▸ **What the task asks**
Every line of the listing should be retyped exactly, but none of the pictures should be.

▸ **Extracted information**
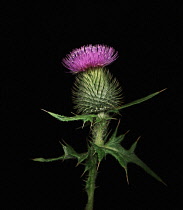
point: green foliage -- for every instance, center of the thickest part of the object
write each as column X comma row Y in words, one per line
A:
column 85, row 118
column 69, row 153
column 96, row 91
column 122, row 155
column 96, row 152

▸ **Written response**
point: green foliage -- for every instance, center of the thickest part of the object
write each as column X comma row Y in words, one per line
A:
column 85, row 118
column 69, row 153
column 96, row 91
column 122, row 155
column 96, row 152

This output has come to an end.